Excerpt:
====
Research

Publications

''Reinforcement or Compensation? Parental Responses to Children’s Revealed Human Capital Levels in Ethiopia'' with Catherine Porter. Journal of Population Economics, Volume 33, pages 233-270 (2020) (5-year IF 1.954 ABS 3);

also published as Young Lives Working Paper No. 183 (2018).

Abstract: A small but increasing body of literature finds that parents invest in their children unequally, but the evidence is contradictory, and providing convincing causal evidence of the effect of child ability on parental investment in a low-income context is challenging. This paper examines how parents respond to the differing abilities of primary school-age Ethiopian siblings, using rainfall shocks during the critical developmental period between pregnancy and the first three years of a child's life to isolate exogenous variation in child ability within the household, observed at a later stage than birth. The results show that on average parents attempt to compensate disadvantaged children through increased cognitive investment. The effect is significant, but small in magnitude: parents provide about 3.9% of a standard deviation more in educational fees to the lower-ability child in the observed pair. We provide suggestive evidence that families with educated mothers, smaller household size, and higher wealth compensate with greater cognitive resources for a lower-ability child.

It has also been featured in the Conversation.
====
Things to do:
(a) List the family traits that the abstract in the research listing links to greater cognitive compensation for a lower-ability child.
(b) Transcribe the point labeling rows from the line containing "Point to the sailboat mast" through the end of the rows, inclusive.

Point labeling dataset excerpts:
====
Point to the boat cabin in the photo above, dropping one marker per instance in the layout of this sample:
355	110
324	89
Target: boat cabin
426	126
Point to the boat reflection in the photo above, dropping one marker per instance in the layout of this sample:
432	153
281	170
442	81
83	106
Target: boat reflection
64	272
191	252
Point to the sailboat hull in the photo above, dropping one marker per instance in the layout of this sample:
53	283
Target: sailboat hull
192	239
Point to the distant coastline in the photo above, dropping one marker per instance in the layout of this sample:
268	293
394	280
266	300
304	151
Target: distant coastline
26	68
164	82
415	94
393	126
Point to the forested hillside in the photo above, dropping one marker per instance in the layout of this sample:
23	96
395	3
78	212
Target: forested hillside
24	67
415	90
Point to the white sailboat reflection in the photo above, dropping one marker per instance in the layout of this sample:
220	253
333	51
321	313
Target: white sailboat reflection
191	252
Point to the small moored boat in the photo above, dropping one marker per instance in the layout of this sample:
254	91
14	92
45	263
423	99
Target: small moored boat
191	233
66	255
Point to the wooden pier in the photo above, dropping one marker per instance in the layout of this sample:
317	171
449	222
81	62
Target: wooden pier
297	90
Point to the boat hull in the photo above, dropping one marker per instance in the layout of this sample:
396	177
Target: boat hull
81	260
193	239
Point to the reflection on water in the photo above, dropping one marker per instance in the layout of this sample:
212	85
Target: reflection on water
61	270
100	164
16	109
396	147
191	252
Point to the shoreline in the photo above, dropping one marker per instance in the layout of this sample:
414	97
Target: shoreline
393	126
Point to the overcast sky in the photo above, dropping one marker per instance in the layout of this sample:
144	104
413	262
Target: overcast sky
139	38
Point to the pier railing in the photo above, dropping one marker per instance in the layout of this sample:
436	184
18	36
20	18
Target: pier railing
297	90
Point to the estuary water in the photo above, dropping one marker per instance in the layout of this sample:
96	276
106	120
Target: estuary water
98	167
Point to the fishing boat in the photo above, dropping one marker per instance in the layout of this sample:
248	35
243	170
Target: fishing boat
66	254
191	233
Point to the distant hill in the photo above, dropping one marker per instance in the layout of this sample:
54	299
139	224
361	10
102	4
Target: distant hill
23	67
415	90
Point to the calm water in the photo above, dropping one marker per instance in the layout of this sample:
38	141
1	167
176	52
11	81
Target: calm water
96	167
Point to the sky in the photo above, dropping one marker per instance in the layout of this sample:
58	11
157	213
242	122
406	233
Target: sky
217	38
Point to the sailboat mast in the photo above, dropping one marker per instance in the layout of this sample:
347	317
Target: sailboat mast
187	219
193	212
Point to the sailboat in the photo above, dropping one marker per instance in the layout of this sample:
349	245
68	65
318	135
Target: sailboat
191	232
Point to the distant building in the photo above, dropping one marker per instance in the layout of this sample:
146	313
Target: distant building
====
Answers to the exercise:
(a)
- Educated mothers
- Smaller household size
- Higher wealth

(b)
Point to the sailboat mast in the photo above, dropping one marker per instance in the layout of this sample:
347	317
Target: sailboat mast
187	219
193	212
Point to the sailboat in the photo above, dropping one marker per instance in the layout of this sample:
349	245
68	65
318	135
Target: sailboat
191	232
Point to the distant building in the photo above, dropping one marker per instance in the layout of this sample:
146	313
Target: distant building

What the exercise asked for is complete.